### Given request
Please edit the listing below by replacing every "with a pin" with "with a marker", keeping everything else unchanged and leaving out the pictures.

# # # #

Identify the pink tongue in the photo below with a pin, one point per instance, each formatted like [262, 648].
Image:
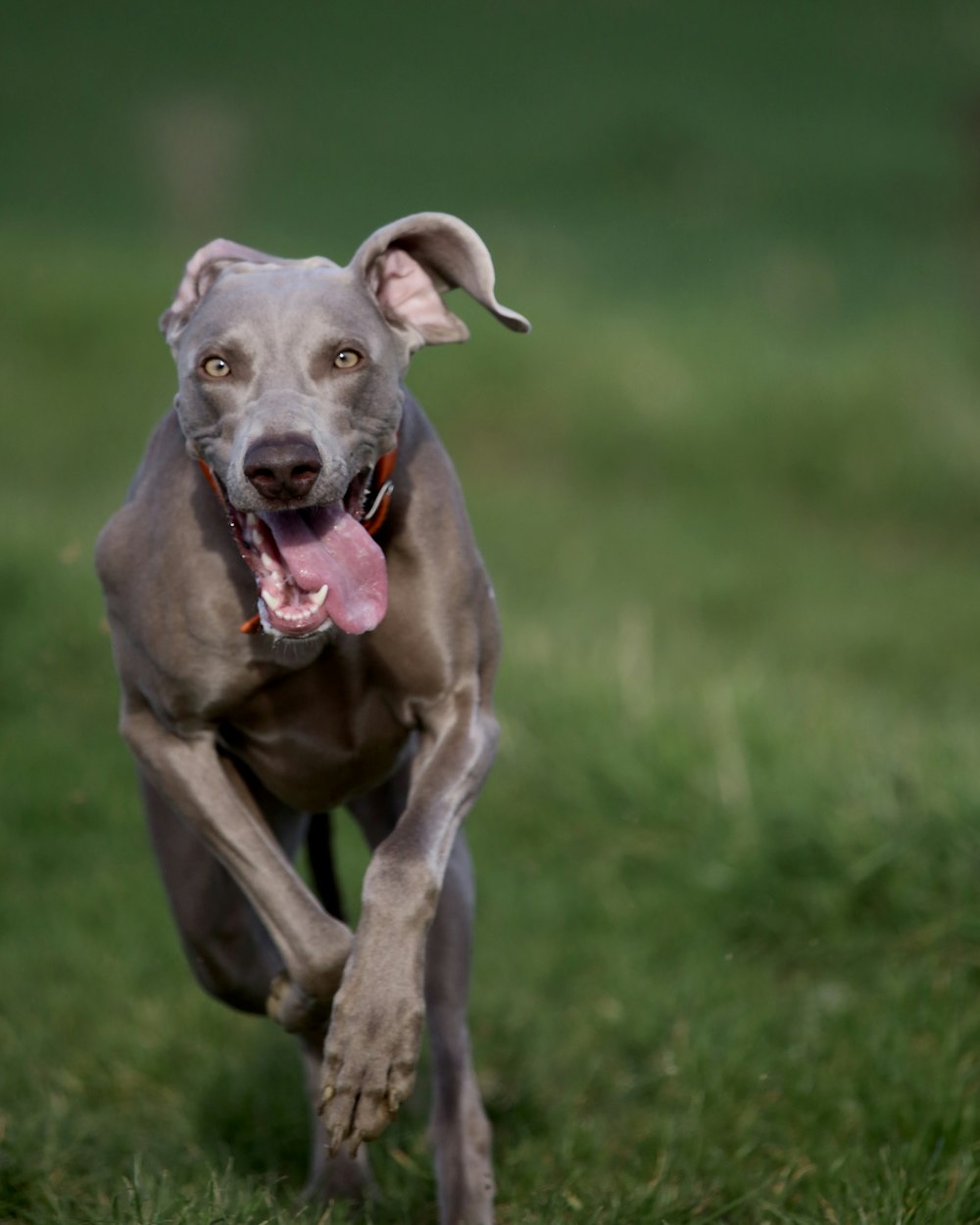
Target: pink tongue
[327, 545]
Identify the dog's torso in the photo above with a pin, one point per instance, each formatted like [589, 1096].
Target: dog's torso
[368, 681]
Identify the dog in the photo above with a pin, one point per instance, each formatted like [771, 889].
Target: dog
[300, 620]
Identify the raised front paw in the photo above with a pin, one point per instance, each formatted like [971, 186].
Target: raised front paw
[368, 1062]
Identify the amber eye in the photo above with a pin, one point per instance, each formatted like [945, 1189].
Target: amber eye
[216, 368]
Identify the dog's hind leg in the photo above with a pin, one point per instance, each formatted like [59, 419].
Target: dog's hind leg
[460, 1130]
[226, 945]
[234, 958]
[341, 1176]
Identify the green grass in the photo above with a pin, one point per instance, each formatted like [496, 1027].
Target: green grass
[729, 937]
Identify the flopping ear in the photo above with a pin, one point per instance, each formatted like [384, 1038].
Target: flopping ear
[410, 265]
[202, 270]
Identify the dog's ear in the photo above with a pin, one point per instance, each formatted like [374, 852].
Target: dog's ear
[202, 270]
[407, 266]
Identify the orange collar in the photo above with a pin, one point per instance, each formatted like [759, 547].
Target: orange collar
[380, 488]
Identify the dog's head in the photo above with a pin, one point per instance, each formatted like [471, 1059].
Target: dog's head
[289, 391]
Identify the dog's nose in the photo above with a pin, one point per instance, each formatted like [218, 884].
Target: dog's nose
[282, 468]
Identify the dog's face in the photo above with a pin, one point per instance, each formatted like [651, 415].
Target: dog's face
[289, 391]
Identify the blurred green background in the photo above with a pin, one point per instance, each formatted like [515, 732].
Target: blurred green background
[728, 956]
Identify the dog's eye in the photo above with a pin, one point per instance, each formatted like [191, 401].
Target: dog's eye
[216, 368]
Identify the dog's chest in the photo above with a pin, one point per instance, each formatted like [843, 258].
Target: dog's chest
[318, 736]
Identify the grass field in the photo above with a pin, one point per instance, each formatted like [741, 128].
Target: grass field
[728, 961]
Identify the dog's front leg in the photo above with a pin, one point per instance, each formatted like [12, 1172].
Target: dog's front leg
[209, 793]
[377, 1018]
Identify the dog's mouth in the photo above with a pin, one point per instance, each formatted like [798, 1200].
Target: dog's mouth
[317, 566]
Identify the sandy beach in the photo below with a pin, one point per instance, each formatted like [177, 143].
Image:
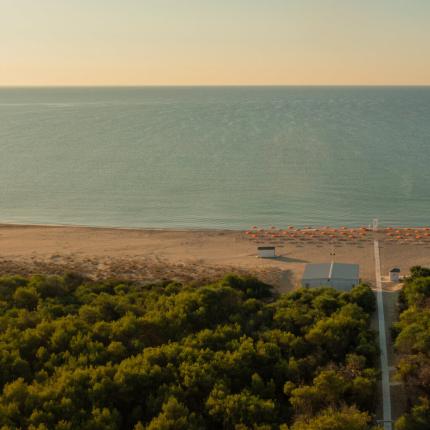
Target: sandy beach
[151, 255]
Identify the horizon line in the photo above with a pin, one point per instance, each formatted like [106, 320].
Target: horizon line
[213, 86]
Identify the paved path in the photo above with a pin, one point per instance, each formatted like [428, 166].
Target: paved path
[385, 371]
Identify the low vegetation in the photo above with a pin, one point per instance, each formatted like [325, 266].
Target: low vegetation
[412, 343]
[76, 354]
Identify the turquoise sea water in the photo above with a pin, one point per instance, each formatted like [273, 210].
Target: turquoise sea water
[215, 157]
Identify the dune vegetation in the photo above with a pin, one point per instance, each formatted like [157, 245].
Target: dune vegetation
[78, 354]
[412, 343]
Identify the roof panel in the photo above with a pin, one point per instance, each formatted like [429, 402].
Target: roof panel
[340, 271]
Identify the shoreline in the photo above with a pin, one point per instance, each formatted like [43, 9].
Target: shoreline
[178, 254]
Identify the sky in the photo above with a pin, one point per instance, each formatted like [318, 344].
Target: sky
[214, 42]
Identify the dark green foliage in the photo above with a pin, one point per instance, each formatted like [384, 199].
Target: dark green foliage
[117, 355]
[412, 343]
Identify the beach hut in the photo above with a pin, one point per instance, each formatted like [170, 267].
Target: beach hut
[266, 251]
[340, 276]
[394, 274]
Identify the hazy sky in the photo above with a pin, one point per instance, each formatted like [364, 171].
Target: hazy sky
[183, 42]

# # # #

### Reply to the exercise
Identify the pink tongue in the photo below with a marker, one point per instance, each formatted like [262, 648].
Image:
Target: pink tongue
[327, 545]
Identify the dog's torso in the photo above with a marker, one point per instance, each formatted like [589, 1096].
Target: dog's torso
[368, 681]
Identify the dog in the photo above with a marker, one point per instance, each formatted like [771, 889].
Target: dog
[300, 620]
Identify the raised front paw in the photo above with a marker, one point per instance, each formatted like [971, 186].
Target: raised front paw
[368, 1062]
Identify the amber eye in the photo above with a marker, one point per instance, each formatted like [945, 1189].
Target: amber eye
[216, 368]
Identify the dog's hind leg in the photo above with a marker, one point per instance, each formatted like [59, 419].
Target: dog's hind leg
[460, 1130]
[226, 945]
[234, 958]
[341, 1176]
Identify the green grass in the photo above with a marker, one point per instance, each formatted like [496, 1027].
Target: green grass
[729, 937]
Identify the flopping ear in the photo above with a marker, one point per instance, each formatted like [384, 1038].
Target: flopping ear
[410, 265]
[202, 270]
Identify the dog's ear in the photo above with a marker, one point per instance, each formatted like [374, 852].
Target: dog's ear
[202, 270]
[407, 266]
Identify the orange collar in the photo above with a marker, one point per instance, each formatted like [759, 547].
Target: orange collar
[380, 488]
Identify the dog's head in the photo above with a marker, one point per instance, each formatted like [471, 1059].
Target: dog's head
[289, 391]
Identify the dog's nose in the photo above with a marker, one point per instance, each formatted like [218, 884].
Target: dog's nose
[282, 468]
Identify the dog's face in the photo above with a marker, one point per instance, each formatted like [651, 415].
Target: dog's face
[289, 391]
Identify the blurred green background in the photo above with a marker, one point per instance, each formatted like [515, 732].
Target: blurred green background
[728, 956]
Identify the dog's eye in the photo above with a marker, one point per instance, each formatted like [191, 401].
Target: dog's eye
[216, 368]
Identify the dog's chest in the photo above with a marker, one point per instance, each formatted like [843, 258].
Target: dog's chest
[318, 736]
Identify the grass field in the photo above with a marker, one point per instance, each formatted like [741, 128].
Target: grass field
[728, 961]
Identify the dog's front leg in the photo above with a marker, one point per instance, each formatted like [12, 1172].
Target: dog's front leg
[209, 793]
[377, 1018]
Identify the dog's mouth in the photo above with a marker, one point per instance, each formatted like [798, 1200].
Target: dog's mouth
[317, 566]
Identify the sandy beach in the photo below with a marker, one point per instance, each formatted like [177, 143].
Image:
Target: sandy beach
[151, 255]
Identify the horizon line in the photo above with a marker, one point per instance, each formatted like [106, 320].
Target: horizon line
[213, 86]
Identify the paved path in the photo above with a marker, one point per instance, each formatted like [428, 166].
Target: paved path
[385, 371]
Identify the low vegetation in the photo above with a marker, one point per instance, each formatted like [325, 266].
Target: low vegetation
[412, 343]
[76, 354]
Identify the turquoise sea water in the photo above with a marker, one point per instance, each formatted like [273, 210].
Target: turquoise sea water
[215, 157]
Identify the dune vegetation in the photo above with a marker, one point per instance, each formatted like [157, 245].
Target: dune vegetation
[78, 354]
[412, 343]
Identify the roof panel in the photo above with a marker, one point per instance, each formatted like [429, 402].
Target: roof panel
[340, 271]
Identify the shoreline in the photo above with a marker, one point per instance, each formatted like [43, 9].
Target: shoreline
[178, 254]
Identify the sky in the photo above with a marker, one point per instance, each formatted like [318, 344].
Target: sky
[214, 42]
Identify the dark green foliage in the photo above with a marker, one point per instance, each formatted like [384, 199].
Target: dark green foliage
[117, 355]
[412, 343]
Identify the beach hut in the photo above with a marker, one point per instance, each formatted like [170, 267].
Target: beach hut
[266, 251]
[340, 276]
[394, 274]
Identify the hazy sky in the photo above with a marker, one point per instance, each formatted like [364, 171].
Target: hazy sky
[183, 42]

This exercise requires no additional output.